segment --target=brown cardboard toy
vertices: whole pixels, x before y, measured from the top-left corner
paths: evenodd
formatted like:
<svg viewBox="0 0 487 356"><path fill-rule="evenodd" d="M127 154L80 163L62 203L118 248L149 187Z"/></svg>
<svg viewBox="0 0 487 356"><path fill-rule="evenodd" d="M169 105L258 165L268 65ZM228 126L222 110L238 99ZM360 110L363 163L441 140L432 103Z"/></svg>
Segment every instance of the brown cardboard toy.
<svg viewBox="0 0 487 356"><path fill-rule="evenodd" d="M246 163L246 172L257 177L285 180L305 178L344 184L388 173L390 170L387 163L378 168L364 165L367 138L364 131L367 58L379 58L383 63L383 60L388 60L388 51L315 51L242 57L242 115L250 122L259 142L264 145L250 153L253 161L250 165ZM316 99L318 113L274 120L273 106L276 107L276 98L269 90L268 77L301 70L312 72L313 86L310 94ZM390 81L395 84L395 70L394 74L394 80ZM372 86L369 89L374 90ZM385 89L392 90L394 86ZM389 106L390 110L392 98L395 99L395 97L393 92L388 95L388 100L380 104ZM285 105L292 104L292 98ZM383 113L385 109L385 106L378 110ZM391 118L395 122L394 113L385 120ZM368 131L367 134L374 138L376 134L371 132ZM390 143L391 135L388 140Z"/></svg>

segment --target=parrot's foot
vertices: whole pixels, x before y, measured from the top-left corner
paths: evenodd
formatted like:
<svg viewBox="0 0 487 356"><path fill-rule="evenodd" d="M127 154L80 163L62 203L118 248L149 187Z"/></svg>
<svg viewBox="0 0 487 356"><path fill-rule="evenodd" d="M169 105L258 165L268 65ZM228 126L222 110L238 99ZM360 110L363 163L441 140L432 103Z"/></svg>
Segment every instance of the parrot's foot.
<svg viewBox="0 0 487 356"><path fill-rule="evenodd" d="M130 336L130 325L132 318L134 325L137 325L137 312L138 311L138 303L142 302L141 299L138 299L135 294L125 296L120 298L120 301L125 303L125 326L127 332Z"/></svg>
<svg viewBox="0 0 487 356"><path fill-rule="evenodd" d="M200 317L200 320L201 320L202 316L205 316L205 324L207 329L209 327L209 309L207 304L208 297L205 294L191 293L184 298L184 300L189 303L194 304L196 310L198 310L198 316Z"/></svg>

> _Task_: Rewrite all the entries above with every "top-left corner" changed to "upper-left corner" and nothing else altered.

> _Exercise result_:
segment --target=brown cardboard toy
vertices: whole pixels, x before y, measured from the upper-left corner
paths: evenodd
formatted like:
<svg viewBox="0 0 487 356"><path fill-rule="evenodd" d="M127 154L80 163L62 203L118 248L149 187Z"/></svg>
<svg viewBox="0 0 487 356"><path fill-rule="evenodd" d="M169 105L258 165L268 65ZM228 126L222 110L238 99ZM360 110L363 163L441 140L432 103Z"/></svg>
Segment every instance of the brown cardboard toy.
<svg viewBox="0 0 487 356"><path fill-rule="evenodd" d="M246 163L246 172L257 177L285 180L305 178L344 184L388 173L390 170L387 163L378 168L364 165L367 138L364 131L367 58L379 58L383 63L383 60L388 60L388 51L315 51L242 57L242 115L250 122L259 142L264 145L250 153L253 161L250 165ZM316 99L318 113L274 120L273 106L276 107L276 98L269 90L268 77L301 70L312 72L313 86L310 94ZM390 81L395 84L395 70L394 74L394 80ZM372 86L369 89L374 90ZM385 89L392 90L394 86ZM389 106L390 110L392 98L395 99L395 97L393 92L388 95L388 100L380 104ZM285 105L292 104L292 98ZM383 113L385 109L385 106L378 110ZM391 118L395 122L394 113L385 120ZM368 131L367 134L374 138L376 134L371 132ZM390 143L391 135L388 140Z"/></svg>

segment --target=parrot's foot
vertices: whole pixels, x before y, measured from the upper-left corner
paths: evenodd
formatted like:
<svg viewBox="0 0 487 356"><path fill-rule="evenodd" d="M127 154L80 163L62 203L118 248L149 187Z"/></svg>
<svg viewBox="0 0 487 356"><path fill-rule="evenodd" d="M169 105L258 165L268 65ZM228 126L222 110L238 99ZM360 110L363 163L441 140L432 103Z"/></svg>
Segment every instance of the parrot's foot.
<svg viewBox="0 0 487 356"><path fill-rule="evenodd" d="M130 336L130 325L132 318L134 325L137 325L137 312L138 311L138 303L142 302L141 299L138 299L135 294L125 296L120 298L120 301L125 303L125 326L127 332Z"/></svg>
<svg viewBox="0 0 487 356"><path fill-rule="evenodd" d="M200 317L200 320L201 320L202 316L205 316L205 324L207 329L209 327L209 309L207 304L208 297L205 294L191 293L184 298L184 300L189 303L194 304L196 310L198 310L198 316Z"/></svg>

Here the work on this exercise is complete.